While there are certainly a few cases (okay, maybe VERY few) where this could be useful, I agree with Joe D that in its current form it seems to favor large companies and is NOT useful for the internet community. Plus I'd really like to live long enough to see the majority of people change to something like search.google instead of using the now-hardwired google.com :-)

over 4 years ago

Patricio Robles

Patricio Robles, Tech Reporter at Econsultancy

Michele,

That's a fair enough point, but I think you're missing the bigger point: whether you're talking about a company like Pepsi or a city like New York, *somebody* has to brand these TLDs.

The corporate angle gets a lot of attention because realistically, major corporations have the most resources to invest in building consumer awareness around new gTLDs.

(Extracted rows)
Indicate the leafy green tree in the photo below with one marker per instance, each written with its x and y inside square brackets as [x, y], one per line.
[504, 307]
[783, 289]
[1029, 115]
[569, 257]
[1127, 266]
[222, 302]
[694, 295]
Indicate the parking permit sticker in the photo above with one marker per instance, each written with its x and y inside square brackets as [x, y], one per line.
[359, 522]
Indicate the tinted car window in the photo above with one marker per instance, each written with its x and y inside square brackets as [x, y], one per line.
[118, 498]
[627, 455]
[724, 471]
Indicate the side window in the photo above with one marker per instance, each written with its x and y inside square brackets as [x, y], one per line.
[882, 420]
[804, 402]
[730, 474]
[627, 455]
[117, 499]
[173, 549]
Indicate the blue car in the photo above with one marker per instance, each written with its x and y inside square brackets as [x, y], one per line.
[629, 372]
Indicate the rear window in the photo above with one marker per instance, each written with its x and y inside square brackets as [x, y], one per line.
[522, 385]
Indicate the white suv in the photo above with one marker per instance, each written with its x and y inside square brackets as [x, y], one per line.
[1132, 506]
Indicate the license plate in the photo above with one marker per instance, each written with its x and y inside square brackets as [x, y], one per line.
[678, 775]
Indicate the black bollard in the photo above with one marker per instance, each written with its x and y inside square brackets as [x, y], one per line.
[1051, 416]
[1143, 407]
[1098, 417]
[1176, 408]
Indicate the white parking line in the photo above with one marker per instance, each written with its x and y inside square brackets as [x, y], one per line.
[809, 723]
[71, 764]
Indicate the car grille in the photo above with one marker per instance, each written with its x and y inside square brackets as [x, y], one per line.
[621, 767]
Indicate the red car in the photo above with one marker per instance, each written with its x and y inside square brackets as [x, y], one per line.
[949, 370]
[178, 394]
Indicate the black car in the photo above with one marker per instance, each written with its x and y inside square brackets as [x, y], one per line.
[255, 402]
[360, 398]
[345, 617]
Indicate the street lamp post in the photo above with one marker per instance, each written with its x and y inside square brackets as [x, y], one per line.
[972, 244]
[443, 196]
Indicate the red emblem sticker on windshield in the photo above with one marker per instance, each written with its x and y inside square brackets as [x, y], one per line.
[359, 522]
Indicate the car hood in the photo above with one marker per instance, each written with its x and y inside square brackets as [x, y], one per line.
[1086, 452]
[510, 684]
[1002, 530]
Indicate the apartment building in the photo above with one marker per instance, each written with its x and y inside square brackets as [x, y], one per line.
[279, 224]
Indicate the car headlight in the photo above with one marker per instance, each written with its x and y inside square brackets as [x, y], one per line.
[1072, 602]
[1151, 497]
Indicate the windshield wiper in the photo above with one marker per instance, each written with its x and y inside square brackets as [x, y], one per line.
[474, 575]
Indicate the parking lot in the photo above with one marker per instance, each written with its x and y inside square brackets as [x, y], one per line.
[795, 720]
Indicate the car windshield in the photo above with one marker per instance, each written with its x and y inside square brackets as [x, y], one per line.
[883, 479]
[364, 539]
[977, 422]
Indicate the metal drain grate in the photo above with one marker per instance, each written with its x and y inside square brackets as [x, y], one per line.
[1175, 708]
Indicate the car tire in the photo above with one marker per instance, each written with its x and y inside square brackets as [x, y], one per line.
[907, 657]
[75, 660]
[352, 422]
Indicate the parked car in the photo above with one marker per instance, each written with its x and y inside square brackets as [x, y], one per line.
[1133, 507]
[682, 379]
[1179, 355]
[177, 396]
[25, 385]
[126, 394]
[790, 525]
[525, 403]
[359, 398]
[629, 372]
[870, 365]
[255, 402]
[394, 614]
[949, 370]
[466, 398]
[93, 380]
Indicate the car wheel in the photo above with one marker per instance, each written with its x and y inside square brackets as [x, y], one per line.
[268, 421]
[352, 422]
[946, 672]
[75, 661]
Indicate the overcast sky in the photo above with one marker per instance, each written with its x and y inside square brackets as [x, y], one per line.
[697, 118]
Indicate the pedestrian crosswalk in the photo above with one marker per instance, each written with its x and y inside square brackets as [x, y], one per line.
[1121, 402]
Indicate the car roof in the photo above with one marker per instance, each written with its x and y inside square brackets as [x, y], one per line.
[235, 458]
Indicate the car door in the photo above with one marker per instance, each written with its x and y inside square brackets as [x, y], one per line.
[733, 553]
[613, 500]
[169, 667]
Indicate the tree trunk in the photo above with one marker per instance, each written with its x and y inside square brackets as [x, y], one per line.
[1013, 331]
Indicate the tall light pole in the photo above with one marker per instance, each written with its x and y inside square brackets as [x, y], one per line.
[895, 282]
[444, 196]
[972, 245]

What to work on:
[1] In the comment thread about new web address endings, what job title is given for Patricio Robles?
[2] From the comment thread about new web address endings, set down everything from "While there are" down to "now-hardwired google.com :-)".
[3] Pick up the comment thread about new web address endings after its last sentence and write what comes next.
You won't need the rows for any of this.

Expected answers:
[1] Tech Reporter at Econsultancy

[2]
While there are certainly a few cases (okay, maybe VERY few) where this could be useful, I agree with Joe D that in its current form it seems to favor large companies and is NOT useful for the internet community. Plus I'd really like to live long enough to see the majority of people change to something like search.google instead of using the now-hardwired google.com :-)

[3]
Why is that important? It's simple: at the end of the day, it's going to take a huge amount of investment to get consumers thinking beyond .com. Don't think this is the case? Just look at the gTLDs we have today (.biz, .info, .name, .asia and .mobi, etc.). In some cases, millions of dollars have been spent promoting them but I don't think that anyone can argue with a straight face that any of these have broken into mainstream consumer consciousness. Heck, when was the last time *you* visited a .biz or a .mobi site?

Bottom line: if any organization is going to be successful in marketing a new gTLD, it's almost certainly going to be a major brand that can throw huge sums of money at the exercise. Whether there's a need for this, or an ROI to be had, is the real question.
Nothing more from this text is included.